# [WHAT IS NEEDED]
Please lay out the lines below as a two-column CSV headed "prompt" and "reply", with one row for each text and its answer, each in a single quoted field with line breaks turned into spaces. Begin at the line that has "tree | locate" and stop after the last line.

# [GIVEN DATA]
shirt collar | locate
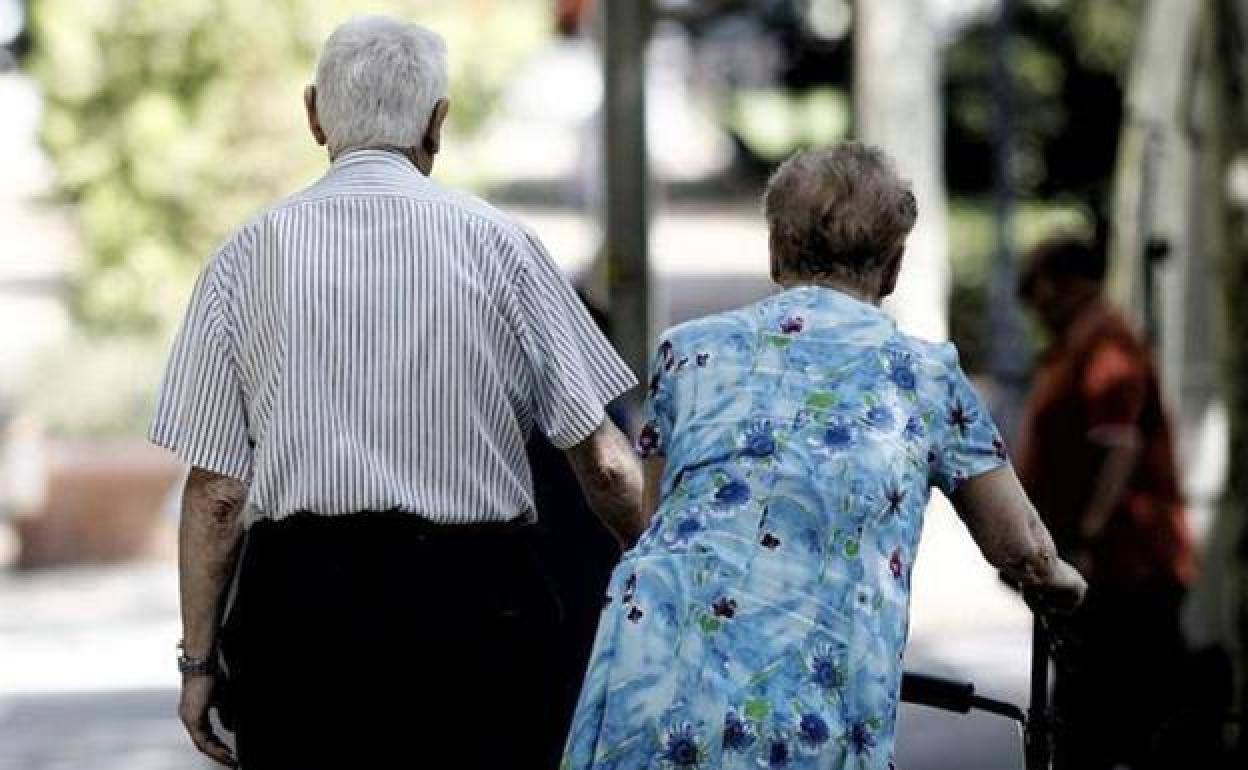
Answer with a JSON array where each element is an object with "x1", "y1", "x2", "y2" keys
[{"x1": 331, "y1": 147, "x2": 424, "y2": 178}]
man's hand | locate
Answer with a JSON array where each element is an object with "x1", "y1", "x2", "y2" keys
[
  {"x1": 565, "y1": 418, "x2": 645, "y2": 550},
  {"x1": 177, "y1": 676, "x2": 238, "y2": 768}
]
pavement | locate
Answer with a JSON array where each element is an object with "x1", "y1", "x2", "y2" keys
[{"x1": 0, "y1": 499, "x2": 1030, "y2": 770}]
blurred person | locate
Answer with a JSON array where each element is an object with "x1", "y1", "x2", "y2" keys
[
  {"x1": 1020, "y1": 235, "x2": 1196, "y2": 769},
  {"x1": 151, "y1": 16, "x2": 641, "y2": 770},
  {"x1": 564, "y1": 142, "x2": 1085, "y2": 770}
]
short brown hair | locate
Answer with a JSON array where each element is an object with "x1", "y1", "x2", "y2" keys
[
  {"x1": 1018, "y1": 232, "x2": 1107, "y2": 300},
  {"x1": 763, "y1": 141, "x2": 919, "y2": 278}
]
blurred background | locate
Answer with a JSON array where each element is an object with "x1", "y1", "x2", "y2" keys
[{"x1": 0, "y1": 0, "x2": 1248, "y2": 770}]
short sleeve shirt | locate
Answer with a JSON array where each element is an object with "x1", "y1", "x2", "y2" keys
[{"x1": 151, "y1": 150, "x2": 635, "y2": 523}]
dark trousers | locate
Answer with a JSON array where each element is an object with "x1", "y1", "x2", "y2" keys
[
  {"x1": 1055, "y1": 584, "x2": 1186, "y2": 770},
  {"x1": 222, "y1": 513, "x2": 559, "y2": 770}
]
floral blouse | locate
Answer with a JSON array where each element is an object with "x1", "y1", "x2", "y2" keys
[{"x1": 564, "y1": 287, "x2": 1006, "y2": 770}]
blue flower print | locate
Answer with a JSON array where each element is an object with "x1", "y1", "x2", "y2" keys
[
  {"x1": 889, "y1": 353, "x2": 919, "y2": 391},
  {"x1": 824, "y1": 419, "x2": 854, "y2": 452},
  {"x1": 901, "y1": 414, "x2": 927, "y2": 441},
  {"x1": 715, "y1": 479, "x2": 750, "y2": 505},
  {"x1": 797, "y1": 714, "x2": 831, "y2": 751},
  {"x1": 745, "y1": 419, "x2": 776, "y2": 457},
  {"x1": 659, "y1": 339, "x2": 676, "y2": 372},
  {"x1": 660, "y1": 723, "x2": 704, "y2": 768},
  {"x1": 889, "y1": 548, "x2": 906, "y2": 580},
  {"x1": 866, "y1": 404, "x2": 894, "y2": 431},
  {"x1": 809, "y1": 648, "x2": 845, "y2": 691},
  {"x1": 947, "y1": 401, "x2": 978, "y2": 438},
  {"x1": 724, "y1": 711, "x2": 758, "y2": 751},
  {"x1": 646, "y1": 372, "x2": 663, "y2": 398},
  {"x1": 710, "y1": 597, "x2": 736, "y2": 620},
  {"x1": 884, "y1": 484, "x2": 906, "y2": 515},
  {"x1": 673, "y1": 515, "x2": 703, "y2": 543},
  {"x1": 992, "y1": 436, "x2": 1010, "y2": 462},
  {"x1": 850, "y1": 720, "x2": 875, "y2": 754},
  {"x1": 636, "y1": 421, "x2": 663, "y2": 457},
  {"x1": 760, "y1": 738, "x2": 792, "y2": 768},
  {"x1": 563, "y1": 287, "x2": 1003, "y2": 770}
]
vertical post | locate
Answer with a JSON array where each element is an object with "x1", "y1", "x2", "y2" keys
[
  {"x1": 988, "y1": 0, "x2": 1026, "y2": 439},
  {"x1": 603, "y1": 0, "x2": 650, "y2": 379}
]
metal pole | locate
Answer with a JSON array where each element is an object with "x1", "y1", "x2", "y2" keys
[
  {"x1": 988, "y1": 0, "x2": 1027, "y2": 438},
  {"x1": 603, "y1": 0, "x2": 650, "y2": 379}
]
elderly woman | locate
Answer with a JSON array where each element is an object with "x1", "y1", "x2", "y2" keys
[{"x1": 564, "y1": 142, "x2": 1085, "y2": 770}]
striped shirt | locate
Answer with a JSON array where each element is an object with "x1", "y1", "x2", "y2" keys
[{"x1": 150, "y1": 150, "x2": 635, "y2": 524}]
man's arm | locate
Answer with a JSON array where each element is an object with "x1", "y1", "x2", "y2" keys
[
  {"x1": 952, "y1": 465, "x2": 1087, "y2": 609},
  {"x1": 567, "y1": 418, "x2": 645, "y2": 548},
  {"x1": 1080, "y1": 427, "x2": 1139, "y2": 540},
  {"x1": 177, "y1": 468, "x2": 247, "y2": 765}
]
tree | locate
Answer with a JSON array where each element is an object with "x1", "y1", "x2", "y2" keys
[{"x1": 30, "y1": 0, "x2": 549, "y2": 334}]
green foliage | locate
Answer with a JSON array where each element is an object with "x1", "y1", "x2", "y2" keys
[{"x1": 30, "y1": 0, "x2": 549, "y2": 334}]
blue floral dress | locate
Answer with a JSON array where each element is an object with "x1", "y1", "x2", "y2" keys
[{"x1": 563, "y1": 287, "x2": 1006, "y2": 770}]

# [FINISHED EXERCISE]
prompt,reply
"tree | locate Answer with a JSON array where each element is an object with ""x1"", ""y1"", ""x2"", ""y2"" keys","[{""x1"": 30, ""y1"": 0, ""x2"": 549, ""y2"": 334}]"
"green foliage | locate Answer with a JSON array where each element is an object with ""x1"", ""y1"", ""x2"", ""y2"" keys","[{""x1"": 30, ""y1"": 0, ""x2"": 549, ""y2"": 334}]"
"blue floral dress | locate Answer with a JSON array where each element is an object with ""x1"", ""y1"", ""x2"", ""y2"" keys","[{""x1"": 563, ""y1"": 287, ""x2"": 1006, ""y2"": 770}]"